--- DATA PROVIDED ---
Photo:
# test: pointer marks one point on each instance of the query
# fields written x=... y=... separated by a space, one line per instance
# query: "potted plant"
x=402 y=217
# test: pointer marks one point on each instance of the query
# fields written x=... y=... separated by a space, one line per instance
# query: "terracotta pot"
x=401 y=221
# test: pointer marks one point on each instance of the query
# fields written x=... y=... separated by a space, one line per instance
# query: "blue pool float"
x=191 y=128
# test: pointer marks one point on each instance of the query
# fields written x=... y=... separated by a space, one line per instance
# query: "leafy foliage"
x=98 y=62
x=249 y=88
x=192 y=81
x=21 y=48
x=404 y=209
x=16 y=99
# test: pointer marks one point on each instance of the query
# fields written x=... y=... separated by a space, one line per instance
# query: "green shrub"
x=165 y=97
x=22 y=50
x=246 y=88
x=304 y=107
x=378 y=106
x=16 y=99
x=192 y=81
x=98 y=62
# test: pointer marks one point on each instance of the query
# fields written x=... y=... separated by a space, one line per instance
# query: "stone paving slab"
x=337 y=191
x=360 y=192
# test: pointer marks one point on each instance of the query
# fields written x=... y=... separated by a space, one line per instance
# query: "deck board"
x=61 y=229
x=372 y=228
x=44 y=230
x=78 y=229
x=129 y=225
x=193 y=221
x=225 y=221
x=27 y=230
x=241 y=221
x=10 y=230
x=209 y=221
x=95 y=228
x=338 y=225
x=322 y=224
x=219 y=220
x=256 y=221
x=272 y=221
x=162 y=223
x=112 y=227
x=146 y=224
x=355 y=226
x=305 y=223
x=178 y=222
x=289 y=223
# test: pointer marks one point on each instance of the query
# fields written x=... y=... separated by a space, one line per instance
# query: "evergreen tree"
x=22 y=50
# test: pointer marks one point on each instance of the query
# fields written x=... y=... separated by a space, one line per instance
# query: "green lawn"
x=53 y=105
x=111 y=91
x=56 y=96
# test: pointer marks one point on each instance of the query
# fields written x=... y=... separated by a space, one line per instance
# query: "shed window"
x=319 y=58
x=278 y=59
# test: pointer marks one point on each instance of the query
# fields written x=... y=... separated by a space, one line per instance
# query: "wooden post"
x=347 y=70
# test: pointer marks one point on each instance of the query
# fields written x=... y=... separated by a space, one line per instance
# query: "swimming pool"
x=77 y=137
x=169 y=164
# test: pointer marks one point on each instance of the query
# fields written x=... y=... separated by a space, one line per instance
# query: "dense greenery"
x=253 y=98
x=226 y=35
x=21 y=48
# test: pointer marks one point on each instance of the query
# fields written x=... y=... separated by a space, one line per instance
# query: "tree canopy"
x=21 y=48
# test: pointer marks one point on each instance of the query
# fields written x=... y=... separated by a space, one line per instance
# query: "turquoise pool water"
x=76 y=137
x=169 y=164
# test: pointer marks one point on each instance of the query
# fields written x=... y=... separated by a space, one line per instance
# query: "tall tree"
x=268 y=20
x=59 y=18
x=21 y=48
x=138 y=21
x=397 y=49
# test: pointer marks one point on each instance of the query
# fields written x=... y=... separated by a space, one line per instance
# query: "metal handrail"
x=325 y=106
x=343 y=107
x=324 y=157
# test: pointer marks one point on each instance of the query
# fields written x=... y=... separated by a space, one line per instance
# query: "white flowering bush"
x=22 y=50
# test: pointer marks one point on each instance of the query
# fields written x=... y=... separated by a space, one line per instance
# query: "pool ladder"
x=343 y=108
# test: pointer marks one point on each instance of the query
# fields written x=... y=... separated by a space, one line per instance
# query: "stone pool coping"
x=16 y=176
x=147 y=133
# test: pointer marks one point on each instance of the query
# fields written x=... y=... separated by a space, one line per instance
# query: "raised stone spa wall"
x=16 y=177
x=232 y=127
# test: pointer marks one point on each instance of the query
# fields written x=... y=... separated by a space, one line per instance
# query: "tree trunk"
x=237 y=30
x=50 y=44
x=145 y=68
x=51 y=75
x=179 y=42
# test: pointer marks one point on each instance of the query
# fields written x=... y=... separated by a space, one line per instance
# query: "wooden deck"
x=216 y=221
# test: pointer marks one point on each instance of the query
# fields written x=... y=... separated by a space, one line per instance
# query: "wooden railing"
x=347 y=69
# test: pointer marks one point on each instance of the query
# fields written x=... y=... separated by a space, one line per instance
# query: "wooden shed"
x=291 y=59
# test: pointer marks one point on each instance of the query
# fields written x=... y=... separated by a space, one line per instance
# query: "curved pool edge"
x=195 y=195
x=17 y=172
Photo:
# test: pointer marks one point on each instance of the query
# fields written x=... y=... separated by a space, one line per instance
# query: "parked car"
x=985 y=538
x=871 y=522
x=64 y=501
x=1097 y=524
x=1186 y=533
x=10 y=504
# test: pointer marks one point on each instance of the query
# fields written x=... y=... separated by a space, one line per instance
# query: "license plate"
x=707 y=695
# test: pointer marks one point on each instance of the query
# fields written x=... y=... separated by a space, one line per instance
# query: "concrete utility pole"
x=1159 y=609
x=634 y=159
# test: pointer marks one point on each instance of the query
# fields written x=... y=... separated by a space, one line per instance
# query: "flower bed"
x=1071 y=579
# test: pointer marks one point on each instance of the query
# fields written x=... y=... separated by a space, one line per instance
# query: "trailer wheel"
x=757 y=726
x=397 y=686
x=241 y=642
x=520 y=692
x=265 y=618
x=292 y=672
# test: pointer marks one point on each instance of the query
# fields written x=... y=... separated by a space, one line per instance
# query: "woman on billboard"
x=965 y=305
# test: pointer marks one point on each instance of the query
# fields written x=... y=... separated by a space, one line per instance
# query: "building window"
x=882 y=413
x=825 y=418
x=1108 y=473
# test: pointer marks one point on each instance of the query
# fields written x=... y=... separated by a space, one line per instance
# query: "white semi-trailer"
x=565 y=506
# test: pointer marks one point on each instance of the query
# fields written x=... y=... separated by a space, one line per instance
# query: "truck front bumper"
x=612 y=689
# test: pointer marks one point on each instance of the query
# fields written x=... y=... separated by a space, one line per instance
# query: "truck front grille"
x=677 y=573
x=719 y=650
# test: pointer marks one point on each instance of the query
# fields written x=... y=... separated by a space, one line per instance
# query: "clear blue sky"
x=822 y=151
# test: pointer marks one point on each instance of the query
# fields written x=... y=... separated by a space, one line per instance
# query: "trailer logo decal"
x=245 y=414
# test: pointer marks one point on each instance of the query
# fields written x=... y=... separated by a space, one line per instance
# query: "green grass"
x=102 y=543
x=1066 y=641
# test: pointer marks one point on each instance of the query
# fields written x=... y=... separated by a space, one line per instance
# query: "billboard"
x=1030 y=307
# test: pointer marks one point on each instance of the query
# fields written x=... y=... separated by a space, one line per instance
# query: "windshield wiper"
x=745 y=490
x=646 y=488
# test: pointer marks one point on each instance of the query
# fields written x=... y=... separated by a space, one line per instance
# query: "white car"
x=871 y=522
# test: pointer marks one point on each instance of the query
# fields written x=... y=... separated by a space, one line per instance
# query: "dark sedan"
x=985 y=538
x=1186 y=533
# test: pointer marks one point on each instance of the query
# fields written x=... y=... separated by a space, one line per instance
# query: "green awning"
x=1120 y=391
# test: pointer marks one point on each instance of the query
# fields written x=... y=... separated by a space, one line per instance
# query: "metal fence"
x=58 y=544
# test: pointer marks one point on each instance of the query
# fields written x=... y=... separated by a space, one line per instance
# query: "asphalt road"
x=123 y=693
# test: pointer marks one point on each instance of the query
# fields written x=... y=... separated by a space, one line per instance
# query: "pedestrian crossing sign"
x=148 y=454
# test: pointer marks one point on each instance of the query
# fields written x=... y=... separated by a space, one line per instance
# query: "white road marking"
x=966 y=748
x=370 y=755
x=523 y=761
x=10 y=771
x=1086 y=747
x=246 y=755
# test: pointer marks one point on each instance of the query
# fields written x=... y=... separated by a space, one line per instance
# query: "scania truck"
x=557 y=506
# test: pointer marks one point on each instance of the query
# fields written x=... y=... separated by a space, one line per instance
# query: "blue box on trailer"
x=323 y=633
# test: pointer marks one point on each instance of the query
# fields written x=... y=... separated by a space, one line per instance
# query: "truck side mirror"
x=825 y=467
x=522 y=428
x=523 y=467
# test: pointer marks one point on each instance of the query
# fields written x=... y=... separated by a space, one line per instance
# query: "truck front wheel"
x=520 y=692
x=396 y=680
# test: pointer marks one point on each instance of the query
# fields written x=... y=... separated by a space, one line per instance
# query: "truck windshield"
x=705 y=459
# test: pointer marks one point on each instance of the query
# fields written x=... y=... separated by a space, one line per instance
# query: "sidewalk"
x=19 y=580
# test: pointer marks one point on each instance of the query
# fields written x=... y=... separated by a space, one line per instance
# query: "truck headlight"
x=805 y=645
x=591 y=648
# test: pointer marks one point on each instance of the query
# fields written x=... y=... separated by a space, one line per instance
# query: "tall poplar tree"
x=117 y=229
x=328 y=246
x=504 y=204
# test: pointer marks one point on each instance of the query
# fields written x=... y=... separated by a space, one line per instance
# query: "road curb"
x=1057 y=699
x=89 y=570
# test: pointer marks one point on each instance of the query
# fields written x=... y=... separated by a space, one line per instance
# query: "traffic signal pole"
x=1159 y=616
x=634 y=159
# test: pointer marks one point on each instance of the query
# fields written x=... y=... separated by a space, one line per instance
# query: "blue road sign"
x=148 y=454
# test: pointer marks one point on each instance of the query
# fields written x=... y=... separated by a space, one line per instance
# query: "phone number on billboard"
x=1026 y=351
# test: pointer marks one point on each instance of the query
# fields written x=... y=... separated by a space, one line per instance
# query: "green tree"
---
*TO DO*
Give the material from its first line up to and including the line with "x=402 y=217" as a JSON list of strings, with one string per line and blank lines omitted.

*EXERCISE RESULT*
[
  "Photo:",
  "# test: pointer marks one point on each instance of the query",
  "# fields written x=... y=... separated by a space, one line per instance",
  "# query: \"potted plant\"",
  "x=402 y=217"
]